--- EXTRAIT DE SOURCE ---
Cessez-le-feu à Gaza : après la visite de Benyamin Nétanyahou à Washington, beaucoup d’effets d’annonces pour très peu d’avancées

Malgré des annonces très optimistes de Donald Trump sur la perspective d’un cessez-le-feu à Gaza en amont de la visite du premier ministre israélien, la rencontre entre les deux dirigeants ne s’est soldée par aucun accord. A Tel-Aviv, les familles expriment colère et exaspération face à l’attitude de leur gouvernement.

Juil 14, 2025 - 07:11
Cessez-le-feu à Gaza : après la visite de Benyamin Nétanyahou à Washington, beaucoup d’effets d’annonces pour très peu d’avancées
LUCIEN LUNG/RIVA PRESS POUR « LE MONDE »

--- TÂCHE ÉCRITE A ---
Veuillez réécrire plus brièvement le paragraphe de l'extrait de source qui commence par « Malgré des annonces très optimistes », sans perdre ses faits principaux.
--- TÂCHE ÉCRITE B ---
Selon l'extrait de source, dans quelle ville les familles expriment-elles leur colère face à l'attitude de leur gouvernement ?

--- PARTIE DES DONNÉES ---
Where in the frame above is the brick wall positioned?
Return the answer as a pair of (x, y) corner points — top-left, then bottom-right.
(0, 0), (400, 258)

--- RÉPONSE COMPLÈTE A ---
Malgré l'optimisme affiché par Donald Trump sur un cessez-le-feu à Gaza, sa rencontre avec le premier ministre israélien n'a abouti à aucun accord. A Tel-Aviv, les familles expriment colère et exaspération face à leur gouvernement.

--- RÉPONSE COMPLÈTE B ---
A Tel-Aviv.